*** Opening Study text ***
Edwardes Lake was formed as a private enterprise in 1888, by the construction of an embankment across the creek. Associated facilities included boat sheds and refreshment rooms, and sporting events were held on the lake. A tramway was proposed to connect the suburbs of Heidelberg and Coburg, running past the lake, but the collapse of the land boom in the early 1890s ended that project. The embankment was later partly washed away in floods.

In 1914, Thomas Dyer Edwardes donated 34 acre of land to the City of Preston for the creation of a park. The Preston Council purchased another 12 acre to add to the park. Carlo Catani, the Chief Engineer of the Public Works Department, was approached to provide a plan for laying out the park. The Reservoir Progress Association fenced the parkland and planted over 700 trees. The official opening was on Saturday, July 29 1916, presided over by the local member of parliament, J. G. Membrey M.L.A., the Mayor, Councillor C. Stanlake, Mr Henty, on behalf of Mr Edwardes, and J.S. McFadzean, representing the Reservoir Progress Association. Mrs Membrey, Mrs Stanlake, Mrs McFadzean and Mrs Rae each planted a tree on the day.

The planting of a memorial avenue was proposed, but was never carried out. However, a new concrete weir and spillway was funded in 1919 by a Repatriation grant, presumably with returned servicemen providing the labour, and an Armistice memorial stone was inset into the weir. The new work was officially opened on 3 April 1920 by Brigadier-General Brand. The improvements meant that swimming could be officially permitted, and the Preston Lifesaving Club was formed to demonstrate swimming and lifesaving techniques, lasting from 1919 to 1939. Swimming in the lake was banned in 1939 due to heavy pollution, although people continued to do so and there were a number of drownings. The Preston Rowing Club, based at Edwardes Lake, was founded in 1919.
*** Closing Study text ***
*** Opening Data extracts ***
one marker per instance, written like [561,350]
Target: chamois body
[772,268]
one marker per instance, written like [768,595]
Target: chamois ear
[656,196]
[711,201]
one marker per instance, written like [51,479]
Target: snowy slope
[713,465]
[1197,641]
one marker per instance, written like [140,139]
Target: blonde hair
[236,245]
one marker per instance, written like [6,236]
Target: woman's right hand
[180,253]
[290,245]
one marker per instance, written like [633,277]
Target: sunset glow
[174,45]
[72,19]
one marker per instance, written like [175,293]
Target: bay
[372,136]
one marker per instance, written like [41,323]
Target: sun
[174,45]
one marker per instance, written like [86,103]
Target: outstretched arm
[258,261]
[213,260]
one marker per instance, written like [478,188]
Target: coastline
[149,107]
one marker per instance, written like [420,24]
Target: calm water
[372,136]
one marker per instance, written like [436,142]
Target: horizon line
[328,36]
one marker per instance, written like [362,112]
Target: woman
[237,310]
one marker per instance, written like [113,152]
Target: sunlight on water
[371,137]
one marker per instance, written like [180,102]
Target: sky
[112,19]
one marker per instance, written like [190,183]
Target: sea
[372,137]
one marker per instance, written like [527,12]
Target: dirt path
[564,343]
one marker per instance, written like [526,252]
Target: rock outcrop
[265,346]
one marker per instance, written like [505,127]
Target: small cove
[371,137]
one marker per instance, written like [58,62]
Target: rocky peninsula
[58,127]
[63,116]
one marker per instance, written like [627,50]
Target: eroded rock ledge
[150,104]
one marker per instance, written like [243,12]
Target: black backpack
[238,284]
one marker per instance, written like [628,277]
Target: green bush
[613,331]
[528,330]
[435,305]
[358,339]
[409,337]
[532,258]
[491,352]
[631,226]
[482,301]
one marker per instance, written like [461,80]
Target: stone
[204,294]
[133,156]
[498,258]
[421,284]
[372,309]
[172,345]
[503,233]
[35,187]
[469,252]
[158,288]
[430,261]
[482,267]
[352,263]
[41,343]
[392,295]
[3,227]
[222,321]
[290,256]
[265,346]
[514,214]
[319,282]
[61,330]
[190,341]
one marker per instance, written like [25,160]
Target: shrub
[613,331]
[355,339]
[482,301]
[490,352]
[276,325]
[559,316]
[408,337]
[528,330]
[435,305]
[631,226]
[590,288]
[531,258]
*** Closing Data extracts ***
- **List of tasks**:
A – Print the Edwardes Lake history from "The planting of" to "founded in 1919.".
B – According to the Edwardes Lake history, who planted a tree on the day the park officially opened?
The listing is separate material with no connection to the Edwardes Lake history.

- **Results in order**:
A –
The planting of a memorial avenue was proposed, but was never carried out. However, a new concrete weir and spillway was funded in 1919 by a Repatriation grant, presumably with returned servicemen providing the labour, and an Armistice memorial stone was inset into the weir. The new work was officially opened on 3 April 1920 by Brigadier-General Brand. The improvements meant that swimming could be officially permitted, and the Preston Lifesaving Club was formed to demonstrate swimming and lifesaving techniques, lasting from 1919 to 1939. Swimming in the lake was banned in 1939 due to heavy pollution, although people continued to do so and there were a number of drownings. The Preston Rowing Club, based at Edwardes Lake, was founded in 1919.

B – Mrs Membrey, Mrs Stanlake, Mrs McFadzean, Mrs Rae